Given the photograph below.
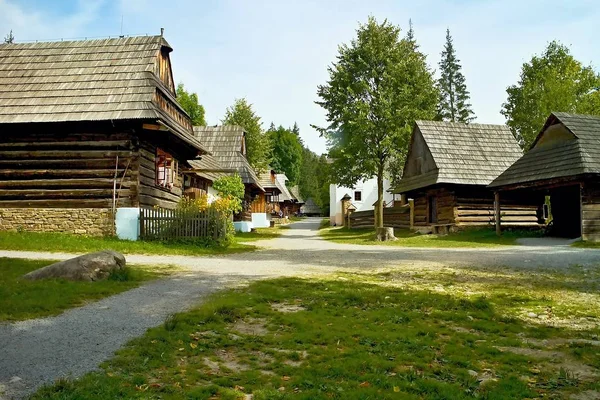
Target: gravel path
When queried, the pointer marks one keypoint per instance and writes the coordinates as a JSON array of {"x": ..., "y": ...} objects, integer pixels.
[{"x": 39, "y": 351}]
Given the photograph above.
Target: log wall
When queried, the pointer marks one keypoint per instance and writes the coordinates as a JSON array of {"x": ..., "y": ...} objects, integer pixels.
[
  {"x": 590, "y": 211},
  {"x": 53, "y": 169}
]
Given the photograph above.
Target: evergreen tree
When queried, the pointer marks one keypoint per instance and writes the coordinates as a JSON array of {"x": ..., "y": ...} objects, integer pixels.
[
  {"x": 454, "y": 98},
  {"x": 258, "y": 146},
  {"x": 10, "y": 38},
  {"x": 189, "y": 102}
]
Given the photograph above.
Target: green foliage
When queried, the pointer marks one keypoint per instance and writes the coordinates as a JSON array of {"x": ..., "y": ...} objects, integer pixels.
[
  {"x": 23, "y": 299},
  {"x": 315, "y": 179},
  {"x": 379, "y": 85},
  {"x": 189, "y": 102},
  {"x": 454, "y": 97},
  {"x": 257, "y": 142},
  {"x": 552, "y": 81},
  {"x": 10, "y": 38},
  {"x": 231, "y": 186},
  {"x": 286, "y": 153}
]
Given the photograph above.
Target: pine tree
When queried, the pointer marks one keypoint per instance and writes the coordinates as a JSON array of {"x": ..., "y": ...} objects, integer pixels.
[
  {"x": 10, "y": 38},
  {"x": 454, "y": 102}
]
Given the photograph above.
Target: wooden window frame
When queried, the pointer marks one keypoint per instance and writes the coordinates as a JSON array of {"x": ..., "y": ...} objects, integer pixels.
[{"x": 166, "y": 178}]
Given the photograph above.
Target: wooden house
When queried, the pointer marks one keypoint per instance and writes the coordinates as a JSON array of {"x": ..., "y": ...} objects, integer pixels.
[
  {"x": 227, "y": 144},
  {"x": 447, "y": 170},
  {"x": 272, "y": 191},
  {"x": 87, "y": 127},
  {"x": 562, "y": 169}
]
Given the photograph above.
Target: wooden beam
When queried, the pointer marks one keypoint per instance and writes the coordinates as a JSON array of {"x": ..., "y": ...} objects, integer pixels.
[{"x": 497, "y": 213}]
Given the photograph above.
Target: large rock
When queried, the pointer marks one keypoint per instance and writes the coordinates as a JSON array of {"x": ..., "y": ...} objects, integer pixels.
[{"x": 89, "y": 267}]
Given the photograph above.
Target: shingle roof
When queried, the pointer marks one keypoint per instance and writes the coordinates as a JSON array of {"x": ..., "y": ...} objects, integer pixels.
[
  {"x": 280, "y": 181},
  {"x": 208, "y": 167},
  {"x": 310, "y": 207},
  {"x": 467, "y": 154},
  {"x": 85, "y": 80},
  {"x": 226, "y": 143},
  {"x": 577, "y": 155},
  {"x": 295, "y": 191}
]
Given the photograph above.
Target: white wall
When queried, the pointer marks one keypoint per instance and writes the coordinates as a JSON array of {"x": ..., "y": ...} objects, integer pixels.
[{"x": 368, "y": 189}]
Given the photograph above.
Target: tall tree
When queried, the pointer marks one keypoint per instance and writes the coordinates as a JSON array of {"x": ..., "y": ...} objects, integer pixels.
[
  {"x": 379, "y": 85},
  {"x": 257, "y": 141},
  {"x": 552, "y": 81},
  {"x": 189, "y": 102},
  {"x": 10, "y": 38},
  {"x": 454, "y": 98},
  {"x": 286, "y": 153}
]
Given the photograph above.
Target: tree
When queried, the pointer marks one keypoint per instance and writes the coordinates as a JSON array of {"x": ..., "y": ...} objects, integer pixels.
[
  {"x": 379, "y": 85},
  {"x": 552, "y": 81},
  {"x": 454, "y": 103},
  {"x": 257, "y": 142},
  {"x": 189, "y": 102},
  {"x": 286, "y": 153},
  {"x": 10, "y": 38}
]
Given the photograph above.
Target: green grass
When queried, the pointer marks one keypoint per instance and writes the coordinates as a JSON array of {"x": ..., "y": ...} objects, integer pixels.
[
  {"x": 62, "y": 242},
  {"x": 406, "y": 238},
  {"x": 22, "y": 299},
  {"x": 260, "y": 234},
  {"x": 420, "y": 333}
]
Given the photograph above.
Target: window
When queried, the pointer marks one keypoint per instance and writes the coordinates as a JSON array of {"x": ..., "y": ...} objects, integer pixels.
[
  {"x": 166, "y": 169},
  {"x": 432, "y": 212}
]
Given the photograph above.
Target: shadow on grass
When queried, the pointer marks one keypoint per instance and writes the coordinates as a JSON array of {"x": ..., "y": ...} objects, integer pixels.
[{"x": 349, "y": 340}]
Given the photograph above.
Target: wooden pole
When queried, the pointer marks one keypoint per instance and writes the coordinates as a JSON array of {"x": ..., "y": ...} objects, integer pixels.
[{"x": 497, "y": 213}]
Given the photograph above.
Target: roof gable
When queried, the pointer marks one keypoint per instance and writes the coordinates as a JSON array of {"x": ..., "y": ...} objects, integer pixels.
[
  {"x": 457, "y": 153},
  {"x": 568, "y": 145},
  {"x": 91, "y": 80}
]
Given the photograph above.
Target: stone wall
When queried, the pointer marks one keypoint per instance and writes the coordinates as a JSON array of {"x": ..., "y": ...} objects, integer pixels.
[{"x": 83, "y": 221}]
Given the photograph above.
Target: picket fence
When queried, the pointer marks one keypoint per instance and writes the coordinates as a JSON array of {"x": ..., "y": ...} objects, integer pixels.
[{"x": 165, "y": 224}]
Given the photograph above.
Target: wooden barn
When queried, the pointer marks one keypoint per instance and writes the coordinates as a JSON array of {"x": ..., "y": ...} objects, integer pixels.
[
  {"x": 447, "y": 170},
  {"x": 562, "y": 170},
  {"x": 87, "y": 127},
  {"x": 227, "y": 144}
]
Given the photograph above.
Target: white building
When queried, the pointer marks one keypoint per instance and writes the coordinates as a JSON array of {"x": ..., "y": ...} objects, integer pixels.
[{"x": 363, "y": 195}]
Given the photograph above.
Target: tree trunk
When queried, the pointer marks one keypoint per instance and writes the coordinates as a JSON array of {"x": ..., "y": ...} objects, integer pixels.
[{"x": 379, "y": 208}]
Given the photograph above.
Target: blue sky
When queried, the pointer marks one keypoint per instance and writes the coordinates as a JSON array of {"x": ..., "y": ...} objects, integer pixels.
[{"x": 276, "y": 52}]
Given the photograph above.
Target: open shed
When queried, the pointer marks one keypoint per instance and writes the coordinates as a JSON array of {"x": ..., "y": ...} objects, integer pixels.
[
  {"x": 447, "y": 170},
  {"x": 562, "y": 170}
]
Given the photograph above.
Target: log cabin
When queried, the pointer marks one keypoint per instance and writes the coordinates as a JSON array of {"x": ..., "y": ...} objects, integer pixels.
[
  {"x": 227, "y": 144},
  {"x": 561, "y": 170},
  {"x": 447, "y": 170},
  {"x": 88, "y": 127}
]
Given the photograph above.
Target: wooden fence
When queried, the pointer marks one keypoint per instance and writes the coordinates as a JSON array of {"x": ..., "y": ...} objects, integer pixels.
[
  {"x": 396, "y": 217},
  {"x": 165, "y": 224}
]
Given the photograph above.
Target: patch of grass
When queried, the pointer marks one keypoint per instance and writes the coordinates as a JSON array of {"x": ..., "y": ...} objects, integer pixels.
[
  {"x": 23, "y": 299},
  {"x": 62, "y": 242},
  {"x": 385, "y": 336},
  {"x": 406, "y": 238},
  {"x": 259, "y": 234}
]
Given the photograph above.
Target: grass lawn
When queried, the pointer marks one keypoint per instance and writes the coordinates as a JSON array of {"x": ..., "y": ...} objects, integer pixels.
[
  {"x": 406, "y": 238},
  {"x": 62, "y": 242},
  {"x": 411, "y": 333},
  {"x": 260, "y": 234},
  {"x": 22, "y": 299}
]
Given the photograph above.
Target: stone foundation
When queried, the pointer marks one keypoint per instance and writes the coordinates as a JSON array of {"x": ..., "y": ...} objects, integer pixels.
[{"x": 81, "y": 221}]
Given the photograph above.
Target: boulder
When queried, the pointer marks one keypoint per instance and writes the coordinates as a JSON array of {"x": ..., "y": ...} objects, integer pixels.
[{"x": 89, "y": 267}]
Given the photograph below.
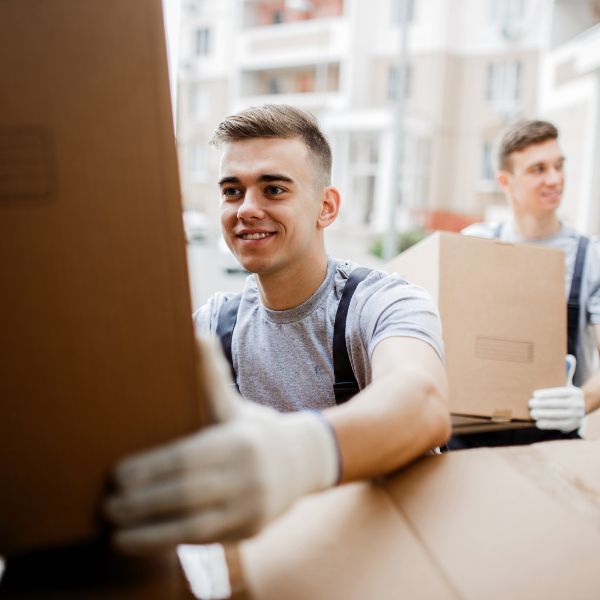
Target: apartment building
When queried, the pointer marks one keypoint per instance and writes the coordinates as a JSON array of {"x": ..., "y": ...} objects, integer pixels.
[{"x": 411, "y": 93}]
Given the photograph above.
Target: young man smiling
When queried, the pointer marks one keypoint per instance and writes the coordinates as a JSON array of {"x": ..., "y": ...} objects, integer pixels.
[
  {"x": 531, "y": 174},
  {"x": 266, "y": 449}
]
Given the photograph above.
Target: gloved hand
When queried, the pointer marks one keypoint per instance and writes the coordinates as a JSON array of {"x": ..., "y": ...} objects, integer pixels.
[
  {"x": 561, "y": 408},
  {"x": 227, "y": 481}
]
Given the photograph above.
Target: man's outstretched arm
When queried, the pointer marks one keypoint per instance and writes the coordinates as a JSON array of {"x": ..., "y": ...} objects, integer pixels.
[
  {"x": 398, "y": 417},
  {"x": 231, "y": 479}
]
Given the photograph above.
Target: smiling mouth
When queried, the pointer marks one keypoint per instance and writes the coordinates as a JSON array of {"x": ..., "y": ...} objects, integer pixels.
[{"x": 255, "y": 236}]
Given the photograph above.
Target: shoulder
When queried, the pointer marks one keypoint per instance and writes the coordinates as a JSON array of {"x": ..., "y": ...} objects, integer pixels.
[
  {"x": 484, "y": 230},
  {"x": 380, "y": 290},
  {"x": 206, "y": 317}
]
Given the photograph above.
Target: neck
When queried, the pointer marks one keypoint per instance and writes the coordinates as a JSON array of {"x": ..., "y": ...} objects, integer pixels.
[
  {"x": 535, "y": 227},
  {"x": 292, "y": 286}
]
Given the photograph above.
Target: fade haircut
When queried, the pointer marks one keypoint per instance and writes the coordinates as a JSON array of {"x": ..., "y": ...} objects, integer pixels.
[
  {"x": 279, "y": 121},
  {"x": 521, "y": 135}
]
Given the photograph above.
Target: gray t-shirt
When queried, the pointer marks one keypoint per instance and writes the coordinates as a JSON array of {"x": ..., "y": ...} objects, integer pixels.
[
  {"x": 284, "y": 358},
  {"x": 566, "y": 240}
]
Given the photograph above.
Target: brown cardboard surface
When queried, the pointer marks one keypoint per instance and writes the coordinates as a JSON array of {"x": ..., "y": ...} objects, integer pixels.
[
  {"x": 347, "y": 543},
  {"x": 521, "y": 522},
  {"x": 98, "y": 356},
  {"x": 503, "y": 316}
]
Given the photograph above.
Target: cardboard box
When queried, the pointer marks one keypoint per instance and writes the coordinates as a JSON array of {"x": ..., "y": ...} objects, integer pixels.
[
  {"x": 503, "y": 316},
  {"x": 520, "y": 522},
  {"x": 98, "y": 352}
]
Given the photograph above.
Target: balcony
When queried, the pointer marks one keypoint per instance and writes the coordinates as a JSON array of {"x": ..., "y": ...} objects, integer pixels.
[
  {"x": 272, "y": 13},
  {"x": 295, "y": 43}
]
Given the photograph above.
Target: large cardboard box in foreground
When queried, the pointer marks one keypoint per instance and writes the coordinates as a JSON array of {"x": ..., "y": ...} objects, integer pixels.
[
  {"x": 98, "y": 353},
  {"x": 520, "y": 522},
  {"x": 503, "y": 313}
]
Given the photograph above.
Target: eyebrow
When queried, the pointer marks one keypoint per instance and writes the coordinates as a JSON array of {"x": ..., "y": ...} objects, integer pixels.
[
  {"x": 266, "y": 178},
  {"x": 561, "y": 159}
]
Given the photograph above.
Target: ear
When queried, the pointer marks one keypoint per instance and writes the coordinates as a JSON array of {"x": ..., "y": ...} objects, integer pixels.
[
  {"x": 502, "y": 177},
  {"x": 329, "y": 208}
]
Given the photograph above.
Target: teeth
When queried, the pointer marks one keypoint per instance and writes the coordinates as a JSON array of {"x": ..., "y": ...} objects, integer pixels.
[{"x": 254, "y": 236}]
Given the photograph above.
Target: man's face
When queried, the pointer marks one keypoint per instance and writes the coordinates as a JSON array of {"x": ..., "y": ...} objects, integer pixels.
[
  {"x": 270, "y": 203},
  {"x": 535, "y": 184}
]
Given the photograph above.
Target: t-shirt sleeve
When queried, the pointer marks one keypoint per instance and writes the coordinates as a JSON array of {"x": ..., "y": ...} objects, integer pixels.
[
  {"x": 389, "y": 306},
  {"x": 593, "y": 270}
]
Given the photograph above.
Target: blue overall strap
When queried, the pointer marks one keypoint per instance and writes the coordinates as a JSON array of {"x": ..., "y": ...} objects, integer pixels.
[
  {"x": 345, "y": 385},
  {"x": 574, "y": 304},
  {"x": 225, "y": 326}
]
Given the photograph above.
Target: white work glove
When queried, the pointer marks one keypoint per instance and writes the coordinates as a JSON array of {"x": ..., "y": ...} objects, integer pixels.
[
  {"x": 561, "y": 408},
  {"x": 227, "y": 481}
]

------------------------------------

(Task to carry out)
Nothing should appear in the reply except the lines from the start of the listing above through the line with "Target: green foliage", repeated exactly and free of pictures.

(Solution to the problem)
Given the photograph below.
Target: gravel path
When queried, the pointer marks one keypoint per instance and writes the coordinates as a JSON array of {"x": ..., "y": ...} objects, integer pixels.
[{"x": 39, "y": 351}]
Given the photograph above.
Target: log wall
When queried, the pointer marks one keypoint per instance and writes the coordinates as a JSON array of {"x": ..., "y": ...} objects, integer pixels.
[
  {"x": 590, "y": 211},
  {"x": 53, "y": 169}
]
Given the photograph above.
Target: evergreen tree
When queried, the pointer marks one keypoint per instance and writes the coordinates as a JSON array of {"x": ..., "y": ...} objects, integer pixels.
[
  {"x": 454, "y": 98},
  {"x": 258, "y": 146},
  {"x": 10, "y": 38},
  {"x": 189, "y": 102}
]
Given the photograph above.
Target: green foliage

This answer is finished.